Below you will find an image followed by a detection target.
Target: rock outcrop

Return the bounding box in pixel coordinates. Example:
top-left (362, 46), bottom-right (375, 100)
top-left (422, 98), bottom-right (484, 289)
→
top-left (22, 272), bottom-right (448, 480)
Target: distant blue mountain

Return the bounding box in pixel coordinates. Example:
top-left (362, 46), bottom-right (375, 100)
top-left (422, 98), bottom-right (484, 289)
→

◆ Instructions for the task: Copy the records above again, changing each "bounding box" to "rectangle" and leaving everything else untouched.

◆ Solution:
Below you will find an image followed by a detection target.
Target: rock outcrop

Return the rectangle in pixel coordinates. Example:
top-left (362, 46), bottom-right (375, 100)
top-left (422, 98), bottom-right (484, 289)
→
top-left (22, 272), bottom-right (448, 480)
Target: distant blue mountain

Return the rectangle in pixel coordinates. Example:
top-left (362, 46), bottom-right (375, 100)
top-left (422, 98), bottom-right (484, 289)
→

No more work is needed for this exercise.